>>>>>

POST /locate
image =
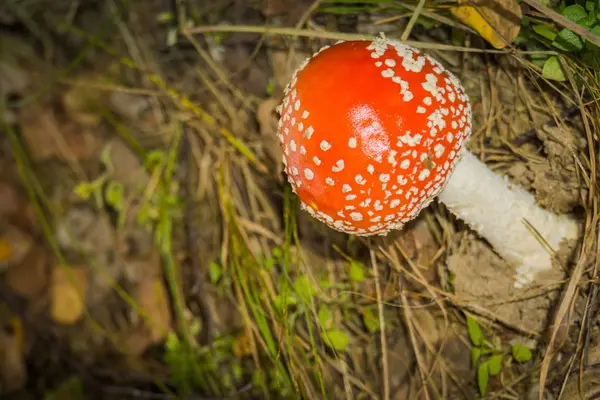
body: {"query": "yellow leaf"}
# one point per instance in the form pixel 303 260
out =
pixel 67 297
pixel 497 21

<<<<<

▶ **Instructions to follow**
Taking the line containing "# one point" as the first, please return it and every line after it through the end of the entries, exactly and only those.

▶ **Answer to this exercise**
# one point per instance in the form pixel 303 260
out =
pixel 67 297
pixel 497 21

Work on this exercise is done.